Would you show every line from the records that holds "segment"?
━━━━━ Data extract ━━━━━
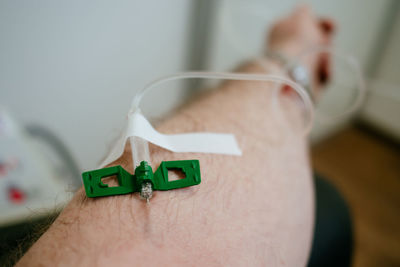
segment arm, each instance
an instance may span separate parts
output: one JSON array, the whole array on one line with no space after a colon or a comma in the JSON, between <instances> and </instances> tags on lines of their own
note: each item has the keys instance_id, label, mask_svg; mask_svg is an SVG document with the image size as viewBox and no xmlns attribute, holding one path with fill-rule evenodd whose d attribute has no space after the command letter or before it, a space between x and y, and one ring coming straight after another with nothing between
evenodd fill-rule
<instances>
[{"instance_id":1,"label":"arm","mask_svg":"<svg viewBox=\"0 0 400 267\"><path fill-rule=\"evenodd\" d=\"M241 71L264 72L251 63ZM199 159L202 183L156 192L150 205L137 194L88 199L81 189L18 266L305 265L313 227L307 142L276 120L268 86L254 85L226 82L159 126L164 133L232 132L242 157L151 146L154 167ZM295 123L296 104L284 103L287 123ZM114 164L132 172L130 157L127 146Z\"/></svg>"}]
</instances>

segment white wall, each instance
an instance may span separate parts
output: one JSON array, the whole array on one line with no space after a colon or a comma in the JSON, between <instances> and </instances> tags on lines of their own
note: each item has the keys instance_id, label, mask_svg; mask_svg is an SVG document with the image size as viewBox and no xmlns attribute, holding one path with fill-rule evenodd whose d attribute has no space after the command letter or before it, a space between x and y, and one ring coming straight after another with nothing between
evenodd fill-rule
<instances>
[{"instance_id":1,"label":"white wall","mask_svg":"<svg viewBox=\"0 0 400 267\"><path fill-rule=\"evenodd\" d=\"M216 17L207 24L207 8L194 10L199 2L187 0L1 1L0 105L24 124L53 130L82 169L94 168L118 135L137 90L191 68L193 45L194 60L208 70L227 70L259 55L270 23L295 2L204 1ZM354 53L364 66L390 2L311 1L318 14L337 19L338 48ZM226 32L225 7L238 16L228 22L240 42ZM201 36L193 32L199 17L193 11L206 21ZM204 28L211 31L208 45L202 43L209 40ZM153 94L147 109L159 114L182 96L180 90Z\"/></svg>"},{"instance_id":2,"label":"white wall","mask_svg":"<svg viewBox=\"0 0 400 267\"><path fill-rule=\"evenodd\" d=\"M302 1L304 2L304 1ZM375 44L391 0L311 0L313 10L319 16L336 20L338 31L335 47L351 53L364 69L375 53ZM260 56L265 44L266 32L277 18L291 12L296 0L221 0L218 1L216 26L208 57L208 69L232 69L244 59ZM336 91L328 100L347 101L346 89ZM348 88L352 90L353 88ZM329 101L327 101L329 102ZM350 100L349 100L350 102ZM332 103L327 103L332 104ZM332 125L316 124L312 137L317 140L335 131L343 122Z\"/></svg>"},{"instance_id":3,"label":"white wall","mask_svg":"<svg viewBox=\"0 0 400 267\"><path fill-rule=\"evenodd\" d=\"M400 140L400 10L369 82L362 118Z\"/></svg>"},{"instance_id":4,"label":"white wall","mask_svg":"<svg viewBox=\"0 0 400 267\"><path fill-rule=\"evenodd\" d=\"M91 169L135 92L187 68L193 1L1 1L0 105ZM153 99L160 110L181 92ZM155 113L157 113L155 111Z\"/></svg>"}]
</instances>

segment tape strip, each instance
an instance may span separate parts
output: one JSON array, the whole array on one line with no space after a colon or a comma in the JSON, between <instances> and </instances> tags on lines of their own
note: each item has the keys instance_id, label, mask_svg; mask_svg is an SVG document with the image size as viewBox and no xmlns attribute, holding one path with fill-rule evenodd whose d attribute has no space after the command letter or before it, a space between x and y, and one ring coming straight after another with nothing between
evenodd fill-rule
<instances>
[{"instance_id":1,"label":"tape strip","mask_svg":"<svg viewBox=\"0 0 400 267\"><path fill-rule=\"evenodd\" d=\"M208 132L162 134L154 129L142 114L136 112L129 115L128 125L124 134L118 139L110 154L101 163L101 167L113 162L122 155L126 140L131 136L143 138L150 143L177 153L242 155L242 151L233 134Z\"/></svg>"}]
</instances>

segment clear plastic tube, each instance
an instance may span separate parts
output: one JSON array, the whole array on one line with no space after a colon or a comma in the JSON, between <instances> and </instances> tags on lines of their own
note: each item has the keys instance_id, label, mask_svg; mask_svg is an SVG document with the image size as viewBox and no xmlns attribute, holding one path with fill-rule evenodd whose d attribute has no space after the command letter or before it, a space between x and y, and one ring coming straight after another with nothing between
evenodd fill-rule
<instances>
[{"instance_id":1,"label":"clear plastic tube","mask_svg":"<svg viewBox=\"0 0 400 267\"><path fill-rule=\"evenodd\" d=\"M227 73L227 72L183 72L170 76L165 76L159 78L142 90L140 90L134 97L131 105L130 113L141 112L140 103L146 93L155 89L158 85L180 79L219 79L219 80L237 80L237 81L261 81L261 82L275 82L279 84L287 84L291 86L300 96L304 102L306 109L306 125L303 130L303 134L307 135L312 128L314 120L314 107L310 99L309 94L306 90L299 84L293 82L278 75L264 75L264 74L242 74L242 73ZM273 90L275 87L271 87ZM132 160L134 167L136 167L141 161L145 160L150 163L150 154L147 141L139 137L130 137L130 143L132 147Z\"/></svg>"},{"instance_id":2,"label":"clear plastic tube","mask_svg":"<svg viewBox=\"0 0 400 267\"><path fill-rule=\"evenodd\" d=\"M146 140L136 136L129 137L129 142L131 143L133 166L139 166L140 162L142 161L147 161L149 164L151 164L149 143Z\"/></svg>"},{"instance_id":3,"label":"clear plastic tube","mask_svg":"<svg viewBox=\"0 0 400 267\"><path fill-rule=\"evenodd\" d=\"M246 5L248 6L248 5ZM234 19L234 12L233 12L233 7L234 3L231 0L226 1L222 5L222 10L221 10L221 21L222 21L222 32L225 34L228 42L230 45L236 50L237 53L241 54L243 58L248 58L249 55L249 47L251 46L251 43L247 43L245 38L241 38L241 35L237 31L237 27L233 27L234 21L238 21ZM240 12L247 12L249 15L249 18L251 17L252 19L254 18L259 18L262 20L265 20L266 18L266 13L265 11L260 12L259 6L257 4L247 8L247 9L240 9ZM271 22L271 20L269 20ZM351 69L354 71L354 75L356 76L357 79L357 97L351 103L351 105L344 109L343 112L337 115L327 115L322 113L321 111L317 110L316 111L316 117L319 122L321 123L333 123L337 120L343 119L344 117L356 112L361 104L364 101L365 95L366 95L366 86L365 86L365 80L362 75L361 68L359 66L358 61L350 55L347 55L345 53L342 53L340 51L337 51L331 47L324 47L324 46L319 46L319 47L309 47L308 49L304 50L301 52L299 55L294 57L292 60L290 60L287 64L284 66L285 73L287 74L288 71L292 66L295 64L299 63L301 59L307 55L313 54L313 53L329 53L331 55L334 55L335 58L338 58L340 60L343 60L346 62ZM312 94L312 92L310 92ZM313 99L314 96L311 96L311 99Z\"/></svg>"},{"instance_id":4,"label":"clear plastic tube","mask_svg":"<svg viewBox=\"0 0 400 267\"><path fill-rule=\"evenodd\" d=\"M310 48L304 50L303 52L301 52L298 56L293 58L291 61L289 61L284 66L285 72L288 72L292 66L299 64L299 62L301 62L301 60L304 57L306 57L310 54L314 54L314 53L329 53L331 55L334 55L336 59L340 59L343 62L345 62L346 64L348 64L351 67L351 69L353 70L355 78L357 80L357 91L358 91L357 96L354 99L353 103L351 103L349 105L349 107L347 109L345 109L343 112L336 114L336 115L326 115L319 111L317 113L317 117L318 117L319 121L322 123L332 123L332 122L340 120L340 119L356 112L361 107L361 105L365 99L366 87L365 87L365 80L362 75L360 65L353 56L338 52L331 47L324 47L324 46L310 47ZM310 93L312 94L312 92L310 92ZM316 96L312 95L311 98L316 99Z\"/></svg>"}]
</instances>

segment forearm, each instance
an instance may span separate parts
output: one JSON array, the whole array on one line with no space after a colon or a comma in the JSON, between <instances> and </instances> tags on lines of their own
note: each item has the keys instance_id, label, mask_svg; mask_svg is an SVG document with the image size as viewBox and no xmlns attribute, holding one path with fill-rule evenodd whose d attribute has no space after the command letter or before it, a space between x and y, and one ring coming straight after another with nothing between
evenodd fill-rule
<instances>
[{"instance_id":1,"label":"forearm","mask_svg":"<svg viewBox=\"0 0 400 267\"><path fill-rule=\"evenodd\" d=\"M163 160L199 159L202 183L156 192L150 205L137 194L87 199L80 190L20 266L304 265L313 221L306 140L277 121L271 85L258 85L224 83L159 126L163 133L234 133L243 156L151 146L154 168ZM296 103L284 102L295 123ZM133 171L129 150L115 164Z\"/></svg>"}]
</instances>

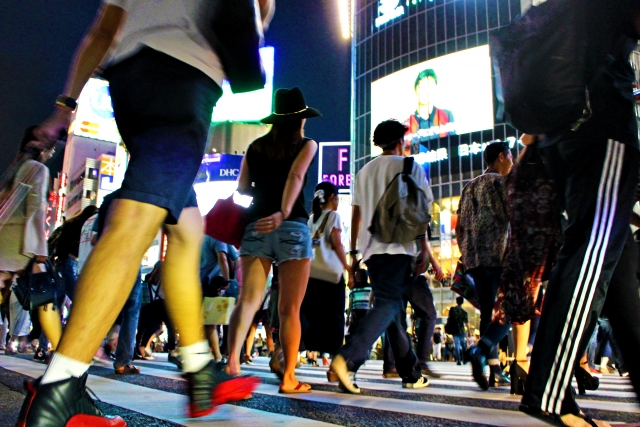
━━━━━
* [Exercise solution]:
segment arm, each instance
segment white wall, each instance
segment tape strip, each instance
segment clear plastic tube, each instance
segment forearm, each instance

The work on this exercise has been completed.